Shape annotation lines:
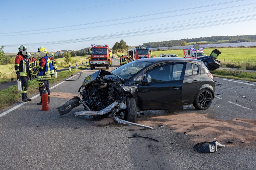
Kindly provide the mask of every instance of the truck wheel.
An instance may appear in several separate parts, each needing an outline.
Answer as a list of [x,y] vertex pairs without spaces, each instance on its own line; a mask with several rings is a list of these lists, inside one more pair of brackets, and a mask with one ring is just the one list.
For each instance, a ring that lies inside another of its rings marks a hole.
[[127,101],[127,121],[134,123],[137,117],[137,106],[134,98],[128,97]]
[[212,101],[212,94],[209,90],[204,89],[200,91],[196,97],[193,105],[199,110],[207,109]]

Exercise brief
Reproduce every line above, including the requests, but add 133 to each x and y coordinate in the answer outlines. Omit the pictures from your reply.

Written solution
Kindly provide the mask of every instance of the truck wheel.
An instance may appear in several separate parts, each needing an outline.
Answer as a list of [x,y] vertex pairs without spaces, each instance on its own line; a mask with several rings is a list of these lists, inside one more pair of brackets, and a mask with one ring is just the one list.
For each instance, a ring that lies inside another of its rings marks a hole.
[[260,234],[260,254],[267,256],[270,250],[270,239],[267,231],[261,230]]
[[345,234],[345,227],[342,223],[337,222],[333,224],[329,230],[326,238],[332,243],[340,242]]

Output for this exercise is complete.